There are a few different types of welding but I’m going to stick with arc or stick welding. Partially so I can make a pun. Partially because that’s what my dad did. That’s my story and I’m sticking to it.

So, What Do I Need?

The obvious thing you’ll need for welding is a welder. Just like any other tool they come in all different sizes and strengths. Hopefully you can learn from my biggest mistake which I made when I attempted to learn how to weld.

An arc welder works by sending an electrical current through the workpiece and a “stick” which you hold near enough to the workpiece that an electrical arc is formed. The current going through it melts the pieces you are working with to create a permanent bold. This makes the connection of the pieces of metal stronger than other methods of holding metal together, like bolting or riveting. Since it has to use such a large amount of energy to do this, it needs a large amount of energy to begin with.

→ Task set:
a: Name every method of joining or holding metal together that the welding text mentions.
b: Write out the passage of the welding text starting with "There are a" and going on through "sticking to it.".
c: Decide whether each statement agrees with the welding text, answering yes or no and quoting the words that settle it: (i) An arc welder sends electrical current through the workpiece and a stick. (ii) An arc welder needs only a small amount of energy to start. (iii) Welders come in a single standard size.

[Recorded data]

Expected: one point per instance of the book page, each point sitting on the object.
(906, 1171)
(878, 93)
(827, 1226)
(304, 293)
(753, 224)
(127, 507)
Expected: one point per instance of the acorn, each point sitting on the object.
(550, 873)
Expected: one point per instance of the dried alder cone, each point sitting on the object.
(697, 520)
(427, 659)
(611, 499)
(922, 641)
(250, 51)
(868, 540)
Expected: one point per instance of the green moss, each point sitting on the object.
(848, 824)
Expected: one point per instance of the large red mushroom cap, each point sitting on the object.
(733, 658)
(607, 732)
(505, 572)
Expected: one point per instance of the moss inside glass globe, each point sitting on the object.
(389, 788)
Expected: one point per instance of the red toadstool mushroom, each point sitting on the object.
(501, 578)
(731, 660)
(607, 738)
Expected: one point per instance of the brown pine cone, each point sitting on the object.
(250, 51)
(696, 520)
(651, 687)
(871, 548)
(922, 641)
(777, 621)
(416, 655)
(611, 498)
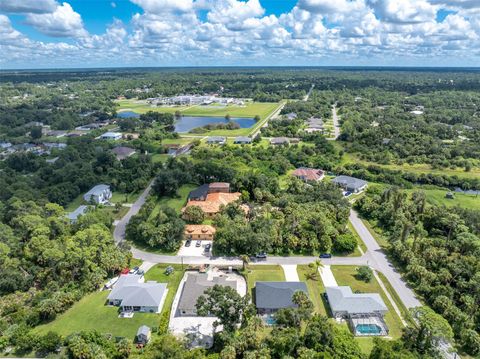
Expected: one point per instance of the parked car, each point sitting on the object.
(169, 270)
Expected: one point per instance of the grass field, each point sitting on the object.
(345, 275)
(91, 312)
(436, 196)
(259, 273)
(350, 158)
(315, 289)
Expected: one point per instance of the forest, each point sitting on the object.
(439, 250)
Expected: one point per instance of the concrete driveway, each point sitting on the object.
(194, 251)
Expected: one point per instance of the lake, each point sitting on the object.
(187, 123)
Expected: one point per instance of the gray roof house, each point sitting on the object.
(216, 140)
(195, 285)
(122, 152)
(100, 194)
(131, 293)
(144, 334)
(73, 216)
(350, 184)
(242, 140)
(343, 302)
(272, 296)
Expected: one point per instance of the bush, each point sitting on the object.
(365, 273)
(345, 243)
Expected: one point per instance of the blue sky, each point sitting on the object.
(102, 33)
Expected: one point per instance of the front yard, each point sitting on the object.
(91, 313)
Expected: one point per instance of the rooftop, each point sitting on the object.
(277, 295)
(342, 299)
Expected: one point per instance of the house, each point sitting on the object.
(291, 116)
(350, 184)
(80, 211)
(279, 141)
(216, 140)
(111, 136)
(132, 294)
(363, 311)
(309, 174)
(242, 140)
(272, 296)
(211, 197)
(195, 285)
(100, 194)
(122, 152)
(144, 334)
(200, 193)
(199, 232)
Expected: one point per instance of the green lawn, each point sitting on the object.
(436, 196)
(315, 289)
(345, 275)
(91, 312)
(263, 273)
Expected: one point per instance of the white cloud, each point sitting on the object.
(28, 6)
(63, 22)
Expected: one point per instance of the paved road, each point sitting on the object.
(336, 123)
(378, 260)
(119, 232)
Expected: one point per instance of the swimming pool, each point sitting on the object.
(368, 329)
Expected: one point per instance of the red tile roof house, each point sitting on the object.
(309, 174)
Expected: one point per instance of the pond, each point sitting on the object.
(187, 123)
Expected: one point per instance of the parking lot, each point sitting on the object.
(194, 251)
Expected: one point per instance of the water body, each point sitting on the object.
(128, 114)
(187, 123)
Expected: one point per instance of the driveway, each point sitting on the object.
(290, 271)
(328, 278)
(194, 251)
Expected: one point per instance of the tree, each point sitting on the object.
(194, 214)
(226, 304)
(430, 330)
(364, 273)
(36, 132)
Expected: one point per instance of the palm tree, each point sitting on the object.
(245, 260)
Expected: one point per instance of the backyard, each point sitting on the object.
(91, 313)
(346, 275)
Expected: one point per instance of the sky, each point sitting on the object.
(137, 33)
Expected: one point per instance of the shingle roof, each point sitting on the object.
(132, 292)
(195, 285)
(308, 174)
(342, 299)
(277, 295)
(351, 182)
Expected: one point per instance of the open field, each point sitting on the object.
(345, 275)
(261, 273)
(91, 312)
(315, 289)
(350, 158)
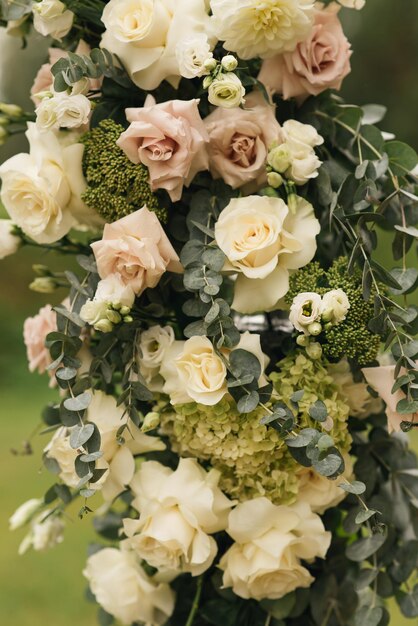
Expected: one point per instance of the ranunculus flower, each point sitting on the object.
(382, 379)
(137, 248)
(145, 35)
(63, 111)
(42, 190)
(9, 243)
(170, 139)
(270, 541)
(122, 587)
(51, 17)
(239, 141)
(320, 62)
(153, 345)
(193, 371)
(261, 29)
(306, 308)
(117, 459)
(263, 241)
(179, 510)
(226, 91)
(35, 331)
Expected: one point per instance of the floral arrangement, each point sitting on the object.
(235, 371)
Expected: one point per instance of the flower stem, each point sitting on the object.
(196, 601)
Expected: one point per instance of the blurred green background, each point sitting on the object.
(45, 589)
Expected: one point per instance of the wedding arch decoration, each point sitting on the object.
(235, 370)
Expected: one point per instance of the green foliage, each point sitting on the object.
(352, 337)
(116, 186)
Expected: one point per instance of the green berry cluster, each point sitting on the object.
(352, 337)
(116, 186)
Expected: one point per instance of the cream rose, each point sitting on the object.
(124, 590)
(63, 111)
(137, 248)
(42, 190)
(226, 91)
(263, 241)
(320, 62)
(179, 510)
(335, 306)
(239, 141)
(146, 34)
(153, 345)
(170, 139)
(270, 541)
(9, 243)
(51, 17)
(306, 309)
(117, 459)
(261, 29)
(193, 371)
(382, 379)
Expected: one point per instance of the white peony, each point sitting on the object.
(263, 241)
(226, 91)
(46, 532)
(192, 53)
(42, 190)
(63, 111)
(153, 346)
(335, 306)
(124, 590)
(193, 371)
(51, 17)
(117, 459)
(9, 243)
(24, 513)
(146, 34)
(178, 511)
(270, 541)
(252, 28)
(306, 308)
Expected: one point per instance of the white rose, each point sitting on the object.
(124, 590)
(42, 190)
(270, 541)
(63, 111)
(320, 492)
(306, 308)
(153, 345)
(178, 511)
(24, 513)
(226, 91)
(117, 459)
(191, 55)
(51, 17)
(252, 28)
(9, 243)
(145, 34)
(263, 241)
(353, 4)
(335, 306)
(46, 532)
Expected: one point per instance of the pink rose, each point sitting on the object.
(44, 80)
(35, 330)
(382, 380)
(170, 139)
(137, 248)
(320, 62)
(239, 141)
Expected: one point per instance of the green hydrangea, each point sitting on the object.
(351, 338)
(115, 186)
(253, 459)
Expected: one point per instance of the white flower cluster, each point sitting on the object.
(309, 311)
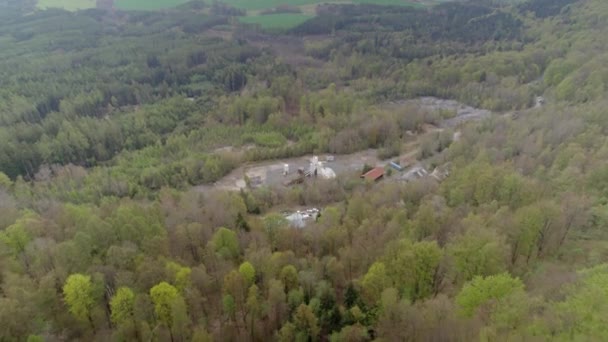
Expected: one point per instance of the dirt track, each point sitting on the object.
(271, 172)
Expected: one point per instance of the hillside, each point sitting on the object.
(155, 180)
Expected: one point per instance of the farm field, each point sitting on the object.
(147, 5)
(70, 5)
(276, 21)
(253, 7)
(264, 4)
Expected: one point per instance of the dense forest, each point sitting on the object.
(115, 125)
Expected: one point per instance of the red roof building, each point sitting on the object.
(374, 174)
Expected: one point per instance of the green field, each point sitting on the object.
(276, 21)
(252, 5)
(147, 5)
(264, 4)
(70, 5)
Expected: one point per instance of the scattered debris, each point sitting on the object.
(374, 174)
(300, 219)
(540, 101)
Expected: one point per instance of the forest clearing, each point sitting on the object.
(373, 173)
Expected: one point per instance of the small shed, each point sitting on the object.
(374, 174)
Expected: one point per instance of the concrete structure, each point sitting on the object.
(396, 166)
(374, 174)
(300, 219)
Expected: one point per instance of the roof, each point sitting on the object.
(374, 174)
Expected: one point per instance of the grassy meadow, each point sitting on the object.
(146, 5)
(277, 21)
(70, 5)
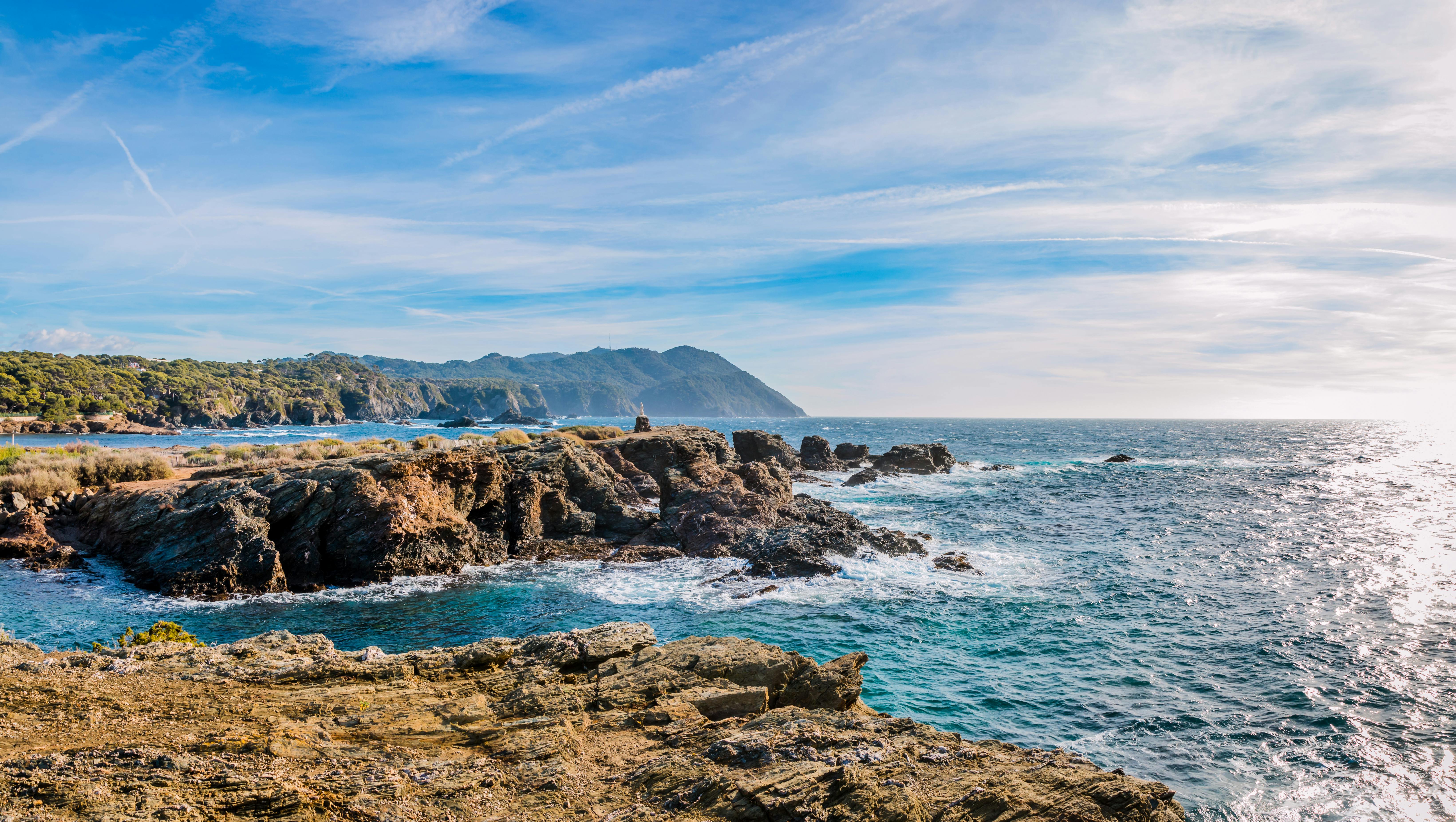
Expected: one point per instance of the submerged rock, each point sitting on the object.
(925, 459)
(816, 456)
(957, 561)
(365, 519)
(764, 447)
(512, 417)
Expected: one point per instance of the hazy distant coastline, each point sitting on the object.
(51, 393)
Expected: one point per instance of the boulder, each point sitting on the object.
(924, 459)
(716, 507)
(512, 417)
(57, 559)
(24, 535)
(957, 561)
(816, 456)
(867, 476)
(764, 447)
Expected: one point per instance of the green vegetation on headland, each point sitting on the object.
(330, 389)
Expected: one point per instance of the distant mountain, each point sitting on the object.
(682, 382)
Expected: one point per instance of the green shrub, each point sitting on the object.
(111, 468)
(38, 482)
(161, 631)
(9, 456)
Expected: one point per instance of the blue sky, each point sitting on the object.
(1146, 209)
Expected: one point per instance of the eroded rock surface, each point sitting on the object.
(599, 724)
(714, 505)
(924, 459)
(360, 520)
(365, 519)
(816, 456)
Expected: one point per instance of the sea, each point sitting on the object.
(1257, 613)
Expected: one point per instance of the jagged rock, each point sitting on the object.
(925, 459)
(716, 507)
(24, 535)
(816, 456)
(957, 561)
(833, 686)
(764, 447)
(867, 476)
(365, 519)
(512, 417)
(57, 559)
(704, 728)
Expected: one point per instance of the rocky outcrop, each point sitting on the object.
(365, 519)
(764, 447)
(714, 505)
(360, 520)
(512, 417)
(816, 456)
(24, 535)
(599, 724)
(866, 476)
(925, 459)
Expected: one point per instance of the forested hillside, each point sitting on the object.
(333, 388)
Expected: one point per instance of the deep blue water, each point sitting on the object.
(1257, 613)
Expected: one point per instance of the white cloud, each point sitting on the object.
(375, 33)
(68, 341)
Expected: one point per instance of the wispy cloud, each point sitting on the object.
(146, 181)
(68, 341)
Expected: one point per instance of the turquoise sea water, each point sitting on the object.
(1257, 613)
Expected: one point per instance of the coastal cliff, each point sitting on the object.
(290, 526)
(602, 724)
(331, 389)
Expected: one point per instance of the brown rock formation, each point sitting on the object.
(596, 724)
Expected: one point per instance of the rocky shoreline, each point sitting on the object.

→ Results of the tasks:
a: Arc (stick) welding, bolting, riveting

b:
There are a few different types of welding but I’m going to stick with arc or stick welding. Partially so I can make a pun. Partially because that’s what my dad did. That’s my story and I’m sticking to it.

c:
(i) Yes: "An arc welder works by sending an electrical current through the workpiece and a “stick”"
(ii) No: "it needs a large amount of energy to begin with"
(iii) No: "they come in all different sizes and strengths"